WHAT TO WORK ON: Reproduce exactly the lines from the one containing "indicate the white sneaker, one" through the last line of the records below, both included. Leave out any pictures.

RECORDS FOR THE EXERCISE:
** BEGIN **
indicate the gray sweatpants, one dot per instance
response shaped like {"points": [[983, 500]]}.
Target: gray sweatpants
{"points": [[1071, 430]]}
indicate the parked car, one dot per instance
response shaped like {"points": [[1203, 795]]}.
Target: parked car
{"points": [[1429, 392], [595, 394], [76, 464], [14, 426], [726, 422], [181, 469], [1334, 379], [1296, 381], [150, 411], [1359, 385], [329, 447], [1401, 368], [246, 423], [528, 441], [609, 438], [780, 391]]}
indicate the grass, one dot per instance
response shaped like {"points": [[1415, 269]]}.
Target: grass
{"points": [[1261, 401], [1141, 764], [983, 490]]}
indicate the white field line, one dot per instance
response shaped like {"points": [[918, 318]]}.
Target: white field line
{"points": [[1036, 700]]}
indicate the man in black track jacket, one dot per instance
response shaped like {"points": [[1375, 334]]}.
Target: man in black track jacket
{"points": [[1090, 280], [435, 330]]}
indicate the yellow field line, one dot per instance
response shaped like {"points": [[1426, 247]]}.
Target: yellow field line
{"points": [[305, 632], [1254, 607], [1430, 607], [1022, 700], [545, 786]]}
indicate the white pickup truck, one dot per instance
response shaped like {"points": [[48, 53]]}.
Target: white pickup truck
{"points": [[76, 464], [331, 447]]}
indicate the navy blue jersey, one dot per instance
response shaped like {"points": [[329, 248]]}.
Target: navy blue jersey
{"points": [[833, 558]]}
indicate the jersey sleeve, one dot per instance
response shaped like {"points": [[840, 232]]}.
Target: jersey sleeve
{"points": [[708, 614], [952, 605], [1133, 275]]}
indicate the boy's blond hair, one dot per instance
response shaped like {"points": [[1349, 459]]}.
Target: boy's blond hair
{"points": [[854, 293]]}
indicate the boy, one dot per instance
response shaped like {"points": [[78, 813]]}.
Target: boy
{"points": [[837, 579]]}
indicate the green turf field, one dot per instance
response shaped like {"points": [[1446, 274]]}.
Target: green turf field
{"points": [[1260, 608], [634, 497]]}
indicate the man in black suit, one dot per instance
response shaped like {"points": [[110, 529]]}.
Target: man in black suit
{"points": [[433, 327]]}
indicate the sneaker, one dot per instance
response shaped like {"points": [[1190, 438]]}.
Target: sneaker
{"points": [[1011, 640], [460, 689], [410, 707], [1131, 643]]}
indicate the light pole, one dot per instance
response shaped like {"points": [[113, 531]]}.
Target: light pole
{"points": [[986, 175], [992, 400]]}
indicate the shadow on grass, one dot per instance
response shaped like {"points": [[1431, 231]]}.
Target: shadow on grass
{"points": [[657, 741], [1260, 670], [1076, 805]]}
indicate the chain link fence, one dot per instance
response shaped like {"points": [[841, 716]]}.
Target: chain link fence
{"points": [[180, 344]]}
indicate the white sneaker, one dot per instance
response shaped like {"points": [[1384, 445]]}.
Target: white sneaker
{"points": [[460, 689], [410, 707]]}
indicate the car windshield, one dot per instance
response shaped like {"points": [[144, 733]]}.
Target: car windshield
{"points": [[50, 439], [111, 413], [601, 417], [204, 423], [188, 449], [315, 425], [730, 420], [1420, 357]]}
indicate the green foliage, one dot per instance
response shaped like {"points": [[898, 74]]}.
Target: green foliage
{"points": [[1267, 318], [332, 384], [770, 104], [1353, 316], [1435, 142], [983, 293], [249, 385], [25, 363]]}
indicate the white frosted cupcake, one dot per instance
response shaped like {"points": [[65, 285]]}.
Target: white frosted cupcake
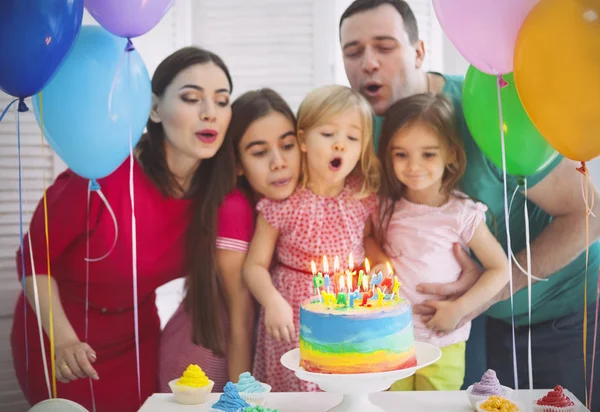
** END **
FINAL RESULT:
indicate the white sneaker, one dot per instance
response shaped like {"points": [[1384, 445]]}.
Target: white sneaker
{"points": [[460, 689], [410, 707]]}
indicate the car windshield, one dot per instance
response shaped like {"points": [[144, 733]]}.
Target: car windshield
{"points": [[50, 439], [111, 413], [601, 417], [204, 423], [188, 449], [315, 425], [730, 420], [1420, 357]]}
indicate the green foliage, one dot per instance
response shaped like {"points": [[898, 74]]}.
Target: green foliage
{"points": [[1267, 318], [332, 384], [770, 104], [1353, 316], [1435, 142], [983, 293], [249, 385], [25, 363]]}
indicate the white frosted cupcake, one dot per instance
response shaped like {"points": [[65, 285]]}.
Target: white frosted cupcake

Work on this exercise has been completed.